Written task: Copy out everything from the first of the rows below down to the line containing "Target: ceiling light", including both ends, word for word.
--- START OF Data to use ---
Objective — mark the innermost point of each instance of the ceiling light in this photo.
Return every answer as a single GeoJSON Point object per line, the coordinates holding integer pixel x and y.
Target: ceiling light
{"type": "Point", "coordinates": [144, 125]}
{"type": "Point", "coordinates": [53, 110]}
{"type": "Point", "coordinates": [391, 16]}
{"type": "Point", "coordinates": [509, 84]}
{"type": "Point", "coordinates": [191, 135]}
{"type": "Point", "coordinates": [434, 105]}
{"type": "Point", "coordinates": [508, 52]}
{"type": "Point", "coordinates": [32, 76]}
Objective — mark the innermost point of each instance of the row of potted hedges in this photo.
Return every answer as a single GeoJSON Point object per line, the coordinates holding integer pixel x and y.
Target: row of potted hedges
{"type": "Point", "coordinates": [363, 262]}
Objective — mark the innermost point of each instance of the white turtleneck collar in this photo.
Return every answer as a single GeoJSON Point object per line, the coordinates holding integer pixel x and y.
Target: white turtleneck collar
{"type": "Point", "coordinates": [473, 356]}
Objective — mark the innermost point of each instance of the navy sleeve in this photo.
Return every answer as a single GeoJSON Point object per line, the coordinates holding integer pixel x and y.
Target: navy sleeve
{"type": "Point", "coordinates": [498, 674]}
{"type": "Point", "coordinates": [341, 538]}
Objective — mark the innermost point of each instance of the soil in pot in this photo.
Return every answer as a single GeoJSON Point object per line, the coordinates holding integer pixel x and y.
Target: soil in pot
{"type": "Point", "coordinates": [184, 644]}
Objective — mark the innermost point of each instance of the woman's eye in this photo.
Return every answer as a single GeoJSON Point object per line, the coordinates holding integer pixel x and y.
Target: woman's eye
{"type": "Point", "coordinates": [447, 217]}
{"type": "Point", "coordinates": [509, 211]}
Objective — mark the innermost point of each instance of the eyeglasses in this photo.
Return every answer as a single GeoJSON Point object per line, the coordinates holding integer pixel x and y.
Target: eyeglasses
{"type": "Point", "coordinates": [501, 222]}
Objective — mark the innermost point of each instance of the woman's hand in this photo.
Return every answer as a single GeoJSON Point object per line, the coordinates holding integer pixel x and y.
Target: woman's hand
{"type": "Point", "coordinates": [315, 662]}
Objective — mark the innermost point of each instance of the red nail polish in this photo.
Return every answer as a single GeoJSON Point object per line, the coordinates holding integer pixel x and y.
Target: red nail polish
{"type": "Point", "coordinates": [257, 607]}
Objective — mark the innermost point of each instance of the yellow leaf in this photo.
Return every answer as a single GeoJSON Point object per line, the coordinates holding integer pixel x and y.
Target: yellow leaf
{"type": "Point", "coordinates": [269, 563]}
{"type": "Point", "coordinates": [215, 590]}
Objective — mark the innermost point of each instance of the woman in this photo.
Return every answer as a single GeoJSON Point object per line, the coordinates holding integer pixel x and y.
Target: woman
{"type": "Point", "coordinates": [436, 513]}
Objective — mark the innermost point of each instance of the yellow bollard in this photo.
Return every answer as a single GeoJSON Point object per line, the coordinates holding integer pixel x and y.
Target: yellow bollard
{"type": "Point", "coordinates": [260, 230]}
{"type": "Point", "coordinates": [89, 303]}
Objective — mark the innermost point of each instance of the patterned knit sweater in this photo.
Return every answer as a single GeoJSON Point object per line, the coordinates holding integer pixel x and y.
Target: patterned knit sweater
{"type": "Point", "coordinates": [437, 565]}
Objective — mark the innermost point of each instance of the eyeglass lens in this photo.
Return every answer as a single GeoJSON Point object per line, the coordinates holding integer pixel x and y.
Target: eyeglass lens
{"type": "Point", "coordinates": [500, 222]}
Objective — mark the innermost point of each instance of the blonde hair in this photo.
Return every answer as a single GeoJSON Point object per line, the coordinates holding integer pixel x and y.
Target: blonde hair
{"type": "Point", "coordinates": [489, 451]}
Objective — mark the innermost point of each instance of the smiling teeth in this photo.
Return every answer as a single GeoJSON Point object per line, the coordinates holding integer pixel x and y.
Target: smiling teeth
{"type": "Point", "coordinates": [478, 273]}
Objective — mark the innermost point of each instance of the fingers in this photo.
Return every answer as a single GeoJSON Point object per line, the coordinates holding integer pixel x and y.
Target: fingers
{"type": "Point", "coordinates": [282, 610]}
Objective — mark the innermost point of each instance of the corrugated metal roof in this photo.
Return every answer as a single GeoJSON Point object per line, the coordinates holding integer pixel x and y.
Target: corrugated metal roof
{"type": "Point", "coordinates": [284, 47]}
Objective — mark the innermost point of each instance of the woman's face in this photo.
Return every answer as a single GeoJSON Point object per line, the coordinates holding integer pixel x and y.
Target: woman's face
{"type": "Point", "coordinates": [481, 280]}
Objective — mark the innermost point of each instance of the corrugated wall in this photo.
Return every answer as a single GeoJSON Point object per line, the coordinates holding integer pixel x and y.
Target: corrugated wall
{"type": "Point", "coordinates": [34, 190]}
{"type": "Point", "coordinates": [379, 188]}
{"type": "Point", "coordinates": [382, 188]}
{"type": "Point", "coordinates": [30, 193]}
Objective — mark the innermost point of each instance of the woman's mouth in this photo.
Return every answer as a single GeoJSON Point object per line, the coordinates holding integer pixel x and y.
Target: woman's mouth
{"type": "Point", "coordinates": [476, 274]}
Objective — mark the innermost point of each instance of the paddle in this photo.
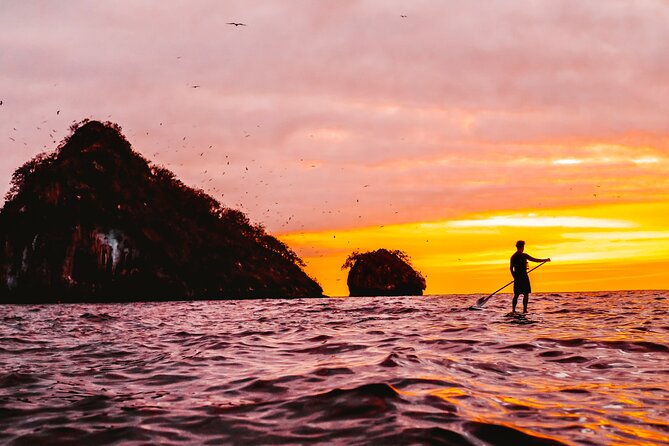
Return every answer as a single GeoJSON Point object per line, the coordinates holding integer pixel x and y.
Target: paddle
{"type": "Point", "coordinates": [483, 300]}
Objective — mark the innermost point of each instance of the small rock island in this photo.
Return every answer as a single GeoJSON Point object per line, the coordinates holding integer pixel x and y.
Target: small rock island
{"type": "Point", "coordinates": [382, 273]}
{"type": "Point", "coordinates": [95, 221]}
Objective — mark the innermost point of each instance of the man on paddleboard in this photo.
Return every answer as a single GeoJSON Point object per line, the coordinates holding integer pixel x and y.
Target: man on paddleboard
{"type": "Point", "coordinates": [521, 280]}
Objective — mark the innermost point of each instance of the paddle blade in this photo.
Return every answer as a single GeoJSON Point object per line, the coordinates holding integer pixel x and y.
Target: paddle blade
{"type": "Point", "coordinates": [482, 301]}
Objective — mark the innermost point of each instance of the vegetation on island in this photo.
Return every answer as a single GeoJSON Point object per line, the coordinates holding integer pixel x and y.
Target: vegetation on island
{"type": "Point", "coordinates": [382, 273]}
{"type": "Point", "coordinates": [96, 221]}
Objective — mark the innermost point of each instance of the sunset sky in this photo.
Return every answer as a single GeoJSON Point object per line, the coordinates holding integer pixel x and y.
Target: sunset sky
{"type": "Point", "coordinates": [445, 129]}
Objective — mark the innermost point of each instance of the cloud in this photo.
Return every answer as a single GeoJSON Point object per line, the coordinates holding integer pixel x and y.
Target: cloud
{"type": "Point", "coordinates": [344, 111]}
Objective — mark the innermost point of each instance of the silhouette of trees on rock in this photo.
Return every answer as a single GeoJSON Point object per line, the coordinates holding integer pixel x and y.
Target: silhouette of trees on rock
{"type": "Point", "coordinates": [382, 273]}
{"type": "Point", "coordinates": [94, 197]}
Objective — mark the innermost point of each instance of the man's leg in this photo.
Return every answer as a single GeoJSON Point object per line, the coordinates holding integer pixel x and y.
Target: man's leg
{"type": "Point", "coordinates": [526, 298]}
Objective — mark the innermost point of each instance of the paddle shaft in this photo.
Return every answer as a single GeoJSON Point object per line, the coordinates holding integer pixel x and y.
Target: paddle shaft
{"type": "Point", "coordinates": [485, 299]}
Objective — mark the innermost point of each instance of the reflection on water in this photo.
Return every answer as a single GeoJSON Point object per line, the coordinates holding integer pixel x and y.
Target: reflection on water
{"type": "Point", "coordinates": [593, 369]}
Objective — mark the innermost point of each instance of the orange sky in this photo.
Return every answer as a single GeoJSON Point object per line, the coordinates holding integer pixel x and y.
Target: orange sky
{"type": "Point", "coordinates": [448, 133]}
--- END OF Data to use ---
Answer to the exercise:
Objective — mark the innermost point of each instance of the ceiling light in this photo.
Return every answer as a single GeoJSON Point object per line, the coordinates holding integer pixel x and y.
Target: ceiling light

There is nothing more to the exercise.